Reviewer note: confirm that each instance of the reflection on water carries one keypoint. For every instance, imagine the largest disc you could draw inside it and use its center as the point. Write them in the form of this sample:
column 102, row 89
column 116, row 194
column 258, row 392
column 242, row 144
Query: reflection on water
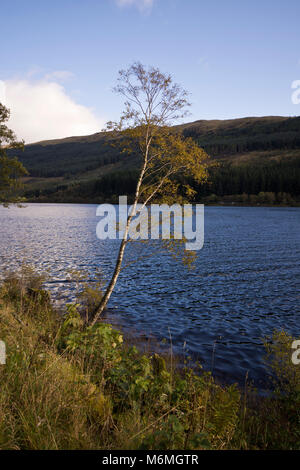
column 245, row 283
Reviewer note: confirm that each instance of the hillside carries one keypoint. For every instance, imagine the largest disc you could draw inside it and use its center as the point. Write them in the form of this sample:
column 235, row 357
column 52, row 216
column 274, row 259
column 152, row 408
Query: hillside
column 255, row 154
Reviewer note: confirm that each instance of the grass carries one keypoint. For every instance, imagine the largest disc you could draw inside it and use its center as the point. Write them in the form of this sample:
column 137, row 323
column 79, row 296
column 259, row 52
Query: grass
column 67, row 385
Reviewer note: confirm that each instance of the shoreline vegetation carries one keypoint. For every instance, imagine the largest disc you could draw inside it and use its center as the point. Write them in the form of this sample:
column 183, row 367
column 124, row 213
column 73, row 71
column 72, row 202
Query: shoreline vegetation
column 69, row 385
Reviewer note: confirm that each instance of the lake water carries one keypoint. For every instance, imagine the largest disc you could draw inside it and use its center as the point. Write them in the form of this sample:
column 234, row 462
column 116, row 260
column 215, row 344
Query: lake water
column 244, row 285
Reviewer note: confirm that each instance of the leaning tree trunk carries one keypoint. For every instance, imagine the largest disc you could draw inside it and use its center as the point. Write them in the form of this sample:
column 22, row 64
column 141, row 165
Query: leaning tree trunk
column 101, row 306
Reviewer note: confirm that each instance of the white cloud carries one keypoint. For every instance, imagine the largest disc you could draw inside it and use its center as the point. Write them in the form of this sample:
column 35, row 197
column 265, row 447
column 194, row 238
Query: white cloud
column 142, row 5
column 42, row 110
column 59, row 75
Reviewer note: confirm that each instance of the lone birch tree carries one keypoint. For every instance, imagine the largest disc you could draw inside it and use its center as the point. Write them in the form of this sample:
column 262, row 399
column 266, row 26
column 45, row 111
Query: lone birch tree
column 153, row 103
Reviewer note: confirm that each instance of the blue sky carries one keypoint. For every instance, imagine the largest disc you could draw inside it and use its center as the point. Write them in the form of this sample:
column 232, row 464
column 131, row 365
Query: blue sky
column 60, row 59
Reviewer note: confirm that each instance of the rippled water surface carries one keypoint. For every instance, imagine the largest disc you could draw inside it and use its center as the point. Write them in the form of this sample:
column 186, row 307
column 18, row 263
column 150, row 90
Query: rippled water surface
column 245, row 283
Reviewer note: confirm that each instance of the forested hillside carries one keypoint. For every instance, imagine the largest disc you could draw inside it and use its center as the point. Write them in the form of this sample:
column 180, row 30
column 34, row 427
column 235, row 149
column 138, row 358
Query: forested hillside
column 258, row 161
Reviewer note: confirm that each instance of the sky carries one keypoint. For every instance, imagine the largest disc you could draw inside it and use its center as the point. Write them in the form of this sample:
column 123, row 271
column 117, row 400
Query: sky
column 60, row 58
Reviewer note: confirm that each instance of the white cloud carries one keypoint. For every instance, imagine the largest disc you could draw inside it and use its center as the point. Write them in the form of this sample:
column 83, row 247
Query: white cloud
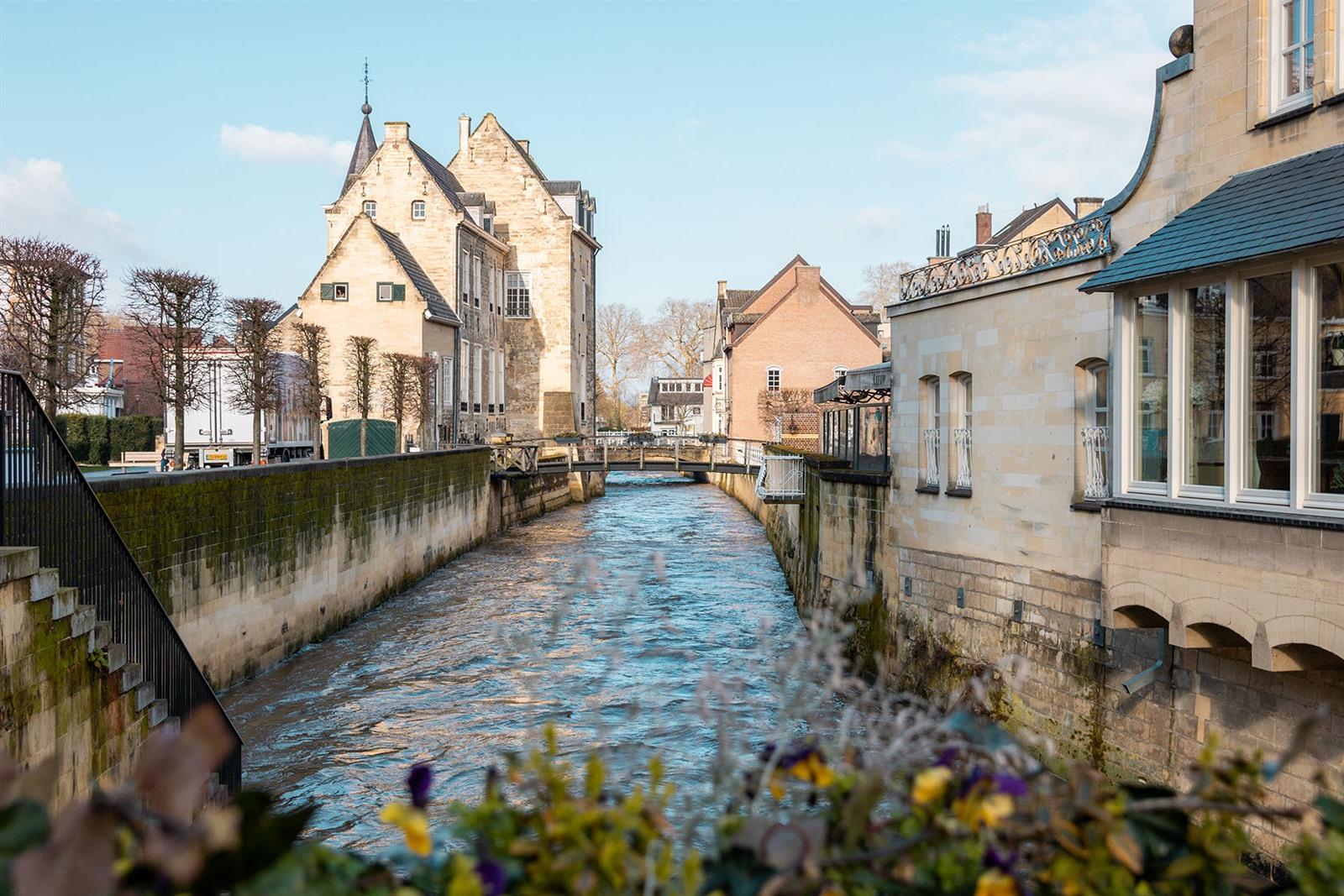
column 1070, row 121
column 262, row 144
column 35, row 197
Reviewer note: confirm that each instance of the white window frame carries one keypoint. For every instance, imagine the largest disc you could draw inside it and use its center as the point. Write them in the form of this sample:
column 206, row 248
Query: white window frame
column 1280, row 50
column 1238, row 369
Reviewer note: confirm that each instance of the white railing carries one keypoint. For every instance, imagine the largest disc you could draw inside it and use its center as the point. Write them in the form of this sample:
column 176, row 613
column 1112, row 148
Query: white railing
column 1095, row 453
column 932, row 457
column 961, row 439
column 781, row 477
column 1089, row 238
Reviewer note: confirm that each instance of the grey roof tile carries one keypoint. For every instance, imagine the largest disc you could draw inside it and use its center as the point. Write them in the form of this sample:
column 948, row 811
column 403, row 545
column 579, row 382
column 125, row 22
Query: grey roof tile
column 433, row 298
column 1290, row 204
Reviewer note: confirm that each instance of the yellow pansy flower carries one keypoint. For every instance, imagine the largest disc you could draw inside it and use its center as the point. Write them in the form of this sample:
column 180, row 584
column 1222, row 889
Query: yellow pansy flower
column 414, row 825
column 931, row 785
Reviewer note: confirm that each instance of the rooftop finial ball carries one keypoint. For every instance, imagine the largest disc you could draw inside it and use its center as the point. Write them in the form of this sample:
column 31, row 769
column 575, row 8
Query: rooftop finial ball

════

Rewrite the entire listing above, changing every "Reviewer note" to "Annotator note" and keeping all other text the same. Omit the pictures.

RESULT:
Annotator note: confirm that each instance of the reflection on water carries one keypoint. For every instance, imagine the largest disc you could draw inside it and use its center as the point. Write them in the form of this sample:
column 102, row 89
column 116, row 194
column 258, row 392
column 242, row 144
Query: reflection on water
column 245, row 283
Annotator note: confirm that each instance of the hillside carries one keypoint. For every instance, imagine the largest disc you could draw inside it and use its center as the point. Write them in the form of this sample:
column 235, row 357
column 52, row 216
column 274, row 259
column 152, row 408
Query: hillside
column 255, row 154
Annotator note: confirm that each instance of the grass carries one keypoint. For every instance, imagine the largest disc you could draw inside it and use its center as the point. Write them in the form of this sample:
column 137, row 323
column 79, row 296
column 259, row 52
Query: grass
column 67, row 385
Annotator note: confirm that each instance of the shoreline vegetation carries one keypoint. For every instance, imagine the largest disc you could draw inside it and use its center as the point. Write them in the form of this sample:
column 183, row 367
column 124, row 213
column 73, row 71
column 72, row 202
Query: shoreline vegetation
column 69, row 385
Annotator note: confirm that each instance of the lake water carries one keypoint. For every instance, imagine the largest disc you could draw inside it and use its center as the point. Write them in the form of this sample:
column 234, row 462
column 116, row 260
column 215, row 344
Query: lake water
column 244, row 285
Annotator note: confirm that each instance of the leaning tree trunk carries one keypoint. For every instance, imagine the largest disc you could draw inside it and use its center as the point. Write them in the form of this sample:
column 22, row 64
column 141, row 165
Query: leaning tree trunk
column 101, row 306
Annotator note: confirm that each instance of the white cloud carries one keypoint. For every instance, imagine the largest disc you could draw inside it and use its center as the point. Write them in the form of this sample:
column 35, row 197
column 265, row 447
column 194, row 238
Query: white cloud
column 142, row 5
column 42, row 110
column 59, row 75
Annotator note: confirm that each instance of the lone birch tree carries one keypoint. For every instance, imagine the largest disc you could draw inside it and use its center as the point. Write them in the form of this sample:
column 262, row 399
column 266, row 26
column 45, row 111
Query: lone birch tree
column 153, row 103
Annotator note: confirm that each instance of the blue sky carries one keypoint. For every instance, imagine the largest disc you could draw inside it and use its center as the point. Write them in the form of this sample:
column 232, row 464
column 131, row 365
Query: blue sky
column 60, row 59
Annotator note: confirm that each instance of the rippled water surface carries one keypoint. For every instance, imagine the largest disc you could draw inside it and use its center as the point. Write them in the form of this sample:
column 186, row 307
column 18, row 263
column 150, row 90
Query: rippled water surface
column 245, row 283
Annotator note: confirm that each instance of the forested hillside carries one keypoint. For every instance, imagine the largest disc you could draw inside it and use its center as the point. Write them in the form of this sample:
column 180, row 30
column 34, row 427
column 235, row 149
column 138, row 358
Query: forested hillside
column 258, row 161
Annotator note: confirm that each instance of the sky carries one keypoint. For every instance, imagine the largest disc you could draw inside it and use its center as the point. Write them in the form of this sample:
column 123, row 271
column 117, row 400
Query: sky
column 60, row 58
Annotator note: confirm that each instance of the white cloud carries one keypoint. For every instance, imagine the largest disc you could draw inside it and use its center as the point. Write them in the form of this sample:
column 83, row 247
Query: white cloud
column 1070, row 121
column 262, row 144
column 35, row 197
Annotator note: confirm that each instance of the white window frame carries one keypoint. For every instance, imagine the largest disc you could draw inside it and use its center as the point. Write them in the form of this sample:
column 206, row 248
Query: white window frame
column 1280, row 50
column 1238, row 369
Annotator note: confirm that each instance of the white railing carries one keypoint. For every instance, imagine the largest disc you could draw inside it and use its center as the point. Write them in the form of this sample:
column 176, row 613
column 1112, row 148
Query: white railing
column 1095, row 453
column 932, row 457
column 961, row 439
column 781, row 477
column 1089, row 238
Annotator note: confirm that each instance of the grey roof tile carries one keypoint. For every instance, imagine the largest disc you could draw inside it and use its center as the point. Write them in the form of this sample:
column 948, row 811
column 403, row 545
column 579, row 382
column 125, row 22
Query: grey roof tile
column 433, row 298
column 1290, row 204
Annotator note: confirm that each instance of the yellow pansy flower carries one keypoint. For every instance, imagine the largest disc you could draw inside it and use its center as the point. Write them in the form of this sample:
column 180, row 584
column 1222, row 889
Query: yellow pansy flower
column 414, row 825
column 931, row 785
Annotator note: confirm that each instance of the rooftop finial ball carries one keypoint. For every instance, imagine the largest disc you could draw inside it and use its center as the point. Write them in the form of this sample:
column 31, row 769
column 575, row 8
Query: rooftop finial ball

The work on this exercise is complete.